DATASET -
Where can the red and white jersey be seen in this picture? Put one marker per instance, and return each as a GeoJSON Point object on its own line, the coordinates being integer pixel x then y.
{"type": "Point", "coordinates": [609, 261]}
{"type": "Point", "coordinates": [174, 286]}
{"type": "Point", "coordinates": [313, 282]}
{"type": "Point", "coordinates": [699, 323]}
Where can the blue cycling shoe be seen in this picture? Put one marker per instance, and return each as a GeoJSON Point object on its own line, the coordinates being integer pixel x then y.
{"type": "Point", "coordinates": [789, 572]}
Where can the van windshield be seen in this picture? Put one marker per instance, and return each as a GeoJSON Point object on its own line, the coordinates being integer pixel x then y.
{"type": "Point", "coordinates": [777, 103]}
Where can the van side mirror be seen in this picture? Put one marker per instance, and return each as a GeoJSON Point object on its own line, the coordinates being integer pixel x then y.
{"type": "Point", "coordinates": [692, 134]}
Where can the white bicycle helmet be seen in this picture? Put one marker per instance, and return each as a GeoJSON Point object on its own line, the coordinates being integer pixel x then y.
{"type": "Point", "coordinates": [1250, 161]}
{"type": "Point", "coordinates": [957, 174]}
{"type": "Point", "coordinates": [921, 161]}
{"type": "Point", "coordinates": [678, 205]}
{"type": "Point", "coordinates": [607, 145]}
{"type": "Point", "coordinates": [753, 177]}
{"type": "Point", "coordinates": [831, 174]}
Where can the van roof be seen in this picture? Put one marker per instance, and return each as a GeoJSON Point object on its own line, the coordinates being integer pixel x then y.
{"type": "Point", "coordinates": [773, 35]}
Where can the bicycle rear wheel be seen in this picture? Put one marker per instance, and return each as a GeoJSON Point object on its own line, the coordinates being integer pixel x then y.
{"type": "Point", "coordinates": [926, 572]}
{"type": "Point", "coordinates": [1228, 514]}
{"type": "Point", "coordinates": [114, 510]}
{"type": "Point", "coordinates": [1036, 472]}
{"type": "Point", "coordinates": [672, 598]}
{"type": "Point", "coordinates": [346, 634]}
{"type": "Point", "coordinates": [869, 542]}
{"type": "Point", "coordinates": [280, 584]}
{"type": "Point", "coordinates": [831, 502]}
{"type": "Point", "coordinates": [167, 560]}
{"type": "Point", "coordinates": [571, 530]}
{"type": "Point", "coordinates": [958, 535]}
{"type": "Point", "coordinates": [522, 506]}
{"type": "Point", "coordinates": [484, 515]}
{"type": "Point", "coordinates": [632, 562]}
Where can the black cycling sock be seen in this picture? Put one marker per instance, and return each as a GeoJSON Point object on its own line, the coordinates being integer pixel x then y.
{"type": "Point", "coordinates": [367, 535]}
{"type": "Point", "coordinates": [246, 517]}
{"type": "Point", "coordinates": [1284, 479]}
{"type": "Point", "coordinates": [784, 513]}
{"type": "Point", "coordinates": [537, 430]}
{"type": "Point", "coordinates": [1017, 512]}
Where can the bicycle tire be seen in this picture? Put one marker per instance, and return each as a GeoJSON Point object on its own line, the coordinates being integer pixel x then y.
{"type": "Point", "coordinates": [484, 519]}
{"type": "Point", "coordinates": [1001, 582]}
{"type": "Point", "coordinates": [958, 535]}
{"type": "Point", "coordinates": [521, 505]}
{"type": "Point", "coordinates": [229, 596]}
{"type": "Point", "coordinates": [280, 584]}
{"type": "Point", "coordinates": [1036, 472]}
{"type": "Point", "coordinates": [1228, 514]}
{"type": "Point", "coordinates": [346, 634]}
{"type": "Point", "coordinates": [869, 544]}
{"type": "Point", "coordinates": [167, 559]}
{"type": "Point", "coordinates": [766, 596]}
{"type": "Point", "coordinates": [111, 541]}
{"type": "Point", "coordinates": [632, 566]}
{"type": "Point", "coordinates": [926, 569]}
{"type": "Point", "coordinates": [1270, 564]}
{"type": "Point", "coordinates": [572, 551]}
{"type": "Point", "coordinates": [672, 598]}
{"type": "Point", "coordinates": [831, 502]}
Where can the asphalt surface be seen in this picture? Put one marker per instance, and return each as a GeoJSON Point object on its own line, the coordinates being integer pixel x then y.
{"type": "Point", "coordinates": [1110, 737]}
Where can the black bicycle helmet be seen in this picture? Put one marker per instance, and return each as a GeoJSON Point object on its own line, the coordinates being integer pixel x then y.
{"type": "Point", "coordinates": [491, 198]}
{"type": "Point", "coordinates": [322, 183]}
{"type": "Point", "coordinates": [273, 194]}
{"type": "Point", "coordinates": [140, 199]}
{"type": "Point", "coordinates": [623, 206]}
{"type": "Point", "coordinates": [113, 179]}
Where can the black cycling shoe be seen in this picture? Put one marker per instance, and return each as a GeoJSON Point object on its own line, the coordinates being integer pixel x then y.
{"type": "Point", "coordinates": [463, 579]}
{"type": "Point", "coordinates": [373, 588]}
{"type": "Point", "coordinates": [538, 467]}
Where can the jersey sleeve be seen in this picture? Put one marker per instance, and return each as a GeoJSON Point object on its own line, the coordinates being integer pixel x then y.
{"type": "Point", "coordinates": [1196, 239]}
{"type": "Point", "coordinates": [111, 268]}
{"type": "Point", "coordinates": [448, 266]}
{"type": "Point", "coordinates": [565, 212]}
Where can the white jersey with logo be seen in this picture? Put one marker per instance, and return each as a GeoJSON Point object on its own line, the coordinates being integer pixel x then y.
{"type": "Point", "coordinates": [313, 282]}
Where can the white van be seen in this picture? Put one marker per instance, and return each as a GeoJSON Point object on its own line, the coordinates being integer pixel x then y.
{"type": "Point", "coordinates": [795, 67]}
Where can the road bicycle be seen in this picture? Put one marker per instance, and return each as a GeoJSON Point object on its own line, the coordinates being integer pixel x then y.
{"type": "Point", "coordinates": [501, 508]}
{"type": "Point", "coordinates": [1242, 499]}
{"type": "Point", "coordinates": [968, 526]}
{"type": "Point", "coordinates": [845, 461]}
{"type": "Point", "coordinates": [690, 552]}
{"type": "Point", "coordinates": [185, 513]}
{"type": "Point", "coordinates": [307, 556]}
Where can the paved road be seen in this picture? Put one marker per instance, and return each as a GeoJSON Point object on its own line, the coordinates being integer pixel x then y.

TASK STATEMENT -
From the line holding "Where can the jersey" through the last line above, reproduce each line exactly and add nothing.

FULL OUTPUT -
Where can the jersey sleeve be seen in this picture? Put one marker per instance, and return each as a GeoJSON Point object on its own line, the coordinates being integer pixel x then y.
{"type": "Point", "coordinates": [1196, 239]}
{"type": "Point", "coordinates": [111, 268]}
{"type": "Point", "coordinates": [448, 266]}
{"type": "Point", "coordinates": [565, 212]}
Where can the white jersey with logo be seen in this picture? Put one marker per instance, and return each as a GeoJSON Point object on its own line, the coordinates being integer pixel x then y.
{"type": "Point", "coordinates": [313, 282]}
Where can the white van be seen in this picture? Put one marker per instance, and return each as a GeoJSON Point object on its own line, the coordinates being integer pixel x then y.
{"type": "Point", "coordinates": [795, 67]}
Where can the road bicycle be seen in this picture? Put one marker per instance, and return each as a GeoJSON Point object on its own line, the coordinates being integer pixel x then y.
{"type": "Point", "coordinates": [501, 508]}
{"type": "Point", "coordinates": [1242, 499]}
{"type": "Point", "coordinates": [968, 526]}
{"type": "Point", "coordinates": [845, 461]}
{"type": "Point", "coordinates": [690, 552]}
{"type": "Point", "coordinates": [185, 513]}
{"type": "Point", "coordinates": [307, 556]}
Where can the paved road be seen in this picture? Put one marker per instance, and return each as a GeoJSON Point object on its own line, the coordinates being integer pixel x then y.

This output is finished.